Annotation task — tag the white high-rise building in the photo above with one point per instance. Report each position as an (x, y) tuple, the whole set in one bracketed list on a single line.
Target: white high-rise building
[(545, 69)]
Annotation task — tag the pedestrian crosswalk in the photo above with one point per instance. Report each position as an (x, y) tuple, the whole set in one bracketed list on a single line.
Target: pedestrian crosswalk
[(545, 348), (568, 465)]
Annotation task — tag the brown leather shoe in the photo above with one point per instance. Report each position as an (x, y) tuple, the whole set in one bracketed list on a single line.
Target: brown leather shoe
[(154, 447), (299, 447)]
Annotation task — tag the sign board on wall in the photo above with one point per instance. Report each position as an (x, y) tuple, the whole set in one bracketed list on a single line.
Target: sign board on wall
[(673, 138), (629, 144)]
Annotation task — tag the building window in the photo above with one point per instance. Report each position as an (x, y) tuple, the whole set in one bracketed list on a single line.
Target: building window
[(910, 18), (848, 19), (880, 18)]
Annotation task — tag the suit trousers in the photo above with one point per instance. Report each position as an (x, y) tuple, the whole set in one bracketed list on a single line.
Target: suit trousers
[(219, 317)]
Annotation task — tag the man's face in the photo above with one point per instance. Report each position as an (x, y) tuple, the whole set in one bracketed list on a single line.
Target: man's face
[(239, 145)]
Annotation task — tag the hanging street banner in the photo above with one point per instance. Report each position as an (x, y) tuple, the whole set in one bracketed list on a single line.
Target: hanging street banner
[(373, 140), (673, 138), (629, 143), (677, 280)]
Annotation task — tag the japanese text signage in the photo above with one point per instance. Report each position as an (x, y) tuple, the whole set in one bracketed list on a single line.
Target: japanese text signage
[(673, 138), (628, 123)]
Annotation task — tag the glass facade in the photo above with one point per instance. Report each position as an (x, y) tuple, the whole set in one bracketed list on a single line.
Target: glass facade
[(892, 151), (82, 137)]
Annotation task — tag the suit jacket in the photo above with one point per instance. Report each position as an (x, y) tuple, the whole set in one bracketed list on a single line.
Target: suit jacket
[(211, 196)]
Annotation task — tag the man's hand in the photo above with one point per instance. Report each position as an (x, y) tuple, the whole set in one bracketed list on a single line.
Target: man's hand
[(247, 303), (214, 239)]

———

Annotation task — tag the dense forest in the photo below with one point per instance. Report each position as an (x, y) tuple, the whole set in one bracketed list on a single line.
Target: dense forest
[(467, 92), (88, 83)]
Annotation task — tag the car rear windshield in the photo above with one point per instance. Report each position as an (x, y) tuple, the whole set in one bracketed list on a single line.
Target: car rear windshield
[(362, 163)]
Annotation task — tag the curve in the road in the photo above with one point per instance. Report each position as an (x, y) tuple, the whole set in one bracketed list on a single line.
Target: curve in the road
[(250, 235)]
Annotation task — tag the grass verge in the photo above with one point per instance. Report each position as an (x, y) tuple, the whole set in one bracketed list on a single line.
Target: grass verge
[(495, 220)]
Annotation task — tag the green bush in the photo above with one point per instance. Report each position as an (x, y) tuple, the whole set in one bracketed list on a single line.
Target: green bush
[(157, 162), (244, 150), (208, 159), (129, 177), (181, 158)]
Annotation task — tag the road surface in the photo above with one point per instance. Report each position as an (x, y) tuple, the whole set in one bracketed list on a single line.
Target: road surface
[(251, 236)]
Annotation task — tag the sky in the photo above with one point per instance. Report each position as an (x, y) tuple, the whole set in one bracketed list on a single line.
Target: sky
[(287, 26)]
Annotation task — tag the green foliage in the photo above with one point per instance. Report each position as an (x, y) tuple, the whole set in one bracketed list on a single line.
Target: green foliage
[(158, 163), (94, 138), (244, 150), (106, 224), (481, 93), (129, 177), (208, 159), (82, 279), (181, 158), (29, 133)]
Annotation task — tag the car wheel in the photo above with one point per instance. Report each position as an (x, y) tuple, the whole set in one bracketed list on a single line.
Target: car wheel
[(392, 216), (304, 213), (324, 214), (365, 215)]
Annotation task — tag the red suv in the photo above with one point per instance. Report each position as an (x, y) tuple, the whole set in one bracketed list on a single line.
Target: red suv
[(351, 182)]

———

Tarea breve
¿Puedes presentar como lista numerada las líneas que van desde la que contiene "Annotation task — tag the green foliage" hasta la que contiene "158), (29, 133)]", ambas incluidas y omitiendo las líneas en blanco?

Resultado del ejercicio
1. Annotation task — tag the green foliage in the photo above with one point per instance. Report each position as an (x, y) tuple, the whole set in one bracketed list on a single line.
2. Target: green foliage
3. [(158, 163), (94, 138), (244, 150), (106, 224), (481, 93), (129, 177), (208, 159), (82, 279), (181, 158), (29, 133)]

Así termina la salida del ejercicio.